[Dataset rows showing where objects appear]
__________________________________________________
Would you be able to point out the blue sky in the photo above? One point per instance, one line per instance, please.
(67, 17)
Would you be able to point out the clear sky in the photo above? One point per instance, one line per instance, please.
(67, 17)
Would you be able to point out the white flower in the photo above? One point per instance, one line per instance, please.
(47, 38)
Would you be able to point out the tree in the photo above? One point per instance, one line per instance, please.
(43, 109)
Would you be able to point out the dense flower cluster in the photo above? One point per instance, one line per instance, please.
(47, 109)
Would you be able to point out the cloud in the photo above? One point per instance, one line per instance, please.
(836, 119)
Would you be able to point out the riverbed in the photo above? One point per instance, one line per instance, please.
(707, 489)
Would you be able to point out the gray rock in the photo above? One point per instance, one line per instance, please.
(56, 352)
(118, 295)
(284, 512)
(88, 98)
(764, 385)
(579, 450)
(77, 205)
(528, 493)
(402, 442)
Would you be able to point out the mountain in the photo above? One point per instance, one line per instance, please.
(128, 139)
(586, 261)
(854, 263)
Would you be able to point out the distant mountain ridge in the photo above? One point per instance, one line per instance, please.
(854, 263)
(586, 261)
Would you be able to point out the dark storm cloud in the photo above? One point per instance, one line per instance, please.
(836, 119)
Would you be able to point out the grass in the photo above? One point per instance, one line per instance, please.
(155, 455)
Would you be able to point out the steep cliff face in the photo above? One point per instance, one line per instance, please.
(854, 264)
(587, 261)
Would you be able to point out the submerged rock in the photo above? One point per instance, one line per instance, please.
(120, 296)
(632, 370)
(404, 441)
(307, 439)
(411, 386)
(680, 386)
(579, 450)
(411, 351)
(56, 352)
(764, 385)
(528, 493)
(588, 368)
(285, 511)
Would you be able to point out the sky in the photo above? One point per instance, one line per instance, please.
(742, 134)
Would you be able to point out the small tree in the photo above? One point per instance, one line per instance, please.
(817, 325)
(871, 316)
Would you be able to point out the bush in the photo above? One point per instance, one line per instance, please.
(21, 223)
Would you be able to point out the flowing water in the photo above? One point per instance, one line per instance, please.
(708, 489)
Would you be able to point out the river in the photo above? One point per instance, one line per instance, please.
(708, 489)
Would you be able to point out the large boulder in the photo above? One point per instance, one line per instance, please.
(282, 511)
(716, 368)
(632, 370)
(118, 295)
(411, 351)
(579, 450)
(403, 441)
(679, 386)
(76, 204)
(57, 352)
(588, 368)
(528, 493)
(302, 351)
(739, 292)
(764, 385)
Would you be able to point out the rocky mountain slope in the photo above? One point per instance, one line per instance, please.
__________________________________________________
Rewrite all of the entries above as a numbered list, omitting any blank lines.

1. Would you be able to point out the blue sky in the photo above? One point per instance, one line per instance, please.
2. (67, 17)
3. Would you be able to point out the clear sky in the photo above? One point per instance, one line per instance, please.
4. (67, 17)
5. Would you be able to point out the white flower in the photo above? One point per instance, one line per instance, please.
6. (47, 38)
7. Would you be able to point out the tree in the photo above? One point per instance, one line per instance, please.
8. (43, 109)
9. Would you be able to point out the dense flower cluster in the photo above? One point per instance, one line per instance, please.
10. (47, 109)
11. Would you be able to point out the cloud in the photo above? One point per instance, one line per instance, please.
12. (836, 119)
13. Would you be able to point out the riverbed in the photo above? One point per instance, one line per instance, please.
14. (707, 489)
15. Would you be able to point out the gray rock in the photo above? One point per instance, one line per instance, please.
16. (56, 352)
17. (118, 295)
18. (284, 512)
19. (88, 98)
20. (764, 385)
21. (579, 450)
22. (77, 205)
23. (528, 493)
24. (402, 442)
25. Would you be able to point out the mountain in the photo above? One point per instance, one line per instance, please.
26. (128, 139)
27. (586, 261)
28. (854, 263)
29. Would you be able to point out the distant mountain ridge in the photo above? One point per instance, one line per instance, please.
30. (854, 263)
31. (586, 261)
32. Would you be able to point out the dark storm cloud in the photo above? One point per instance, one line per instance, please.
33. (836, 119)
34. Would you be able to point out the grass in the photo above? One point per instance, one line per instance, please.
35. (155, 455)
36. Would you be able to point out the steep cliff face in the photo above? One point per instance, one line per instance, please.
37. (854, 264)
38. (587, 261)
39. Would you be able to point out the submerged rock in the photo above? One point per instance, one line per instance, please.
40. (120, 296)
41. (632, 370)
42. (404, 441)
43. (307, 439)
44. (411, 386)
45. (680, 386)
46. (579, 450)
47. (411, 351)
48. (56, 352)
49. (764, 385)
50. (528, 493)
51. (588, 368)
52. (285, 511)
53. Would you be able to point out the sky in the photo above? One point per instance, one line per instance, please.
54. (742, 134)
55. Would you be able to point out the small tree in the photo above? One point per instance, one line per instance, please.
56. (817, 325)
57. (871, 316)
58. Would you be able to point out the bush in the photo above? One point per instance, one line per instance, please.
59. (21, 223)
60. Would you be able to point out the flowing water in the photo above? One point per instance, one line per instance, please.
61. (708, 489)
62. Would you be able to point out the river in the photo above? One point per instance, one line per instance, please.
63. (708, 489)
64. Would you be able to point out the large boulder in the photo above? One point per instance, one line per instance, please.
65. (282, 511)
66. (716, 368)
67. (632, 370)
68. (118, 295)
69. (411, 351)
70. (579, 450)
71. (403, 441)
72. (679, 386)
73. (76, 204)
74. (57, 352)
75. (588, 368)
76. (528, 493)
77. (302, 351)
78. (739, 292)
79. (764, 385)
80. Would you be able to point out the rocky mountain slope in the photo above? One point per instance, one line per instance, please.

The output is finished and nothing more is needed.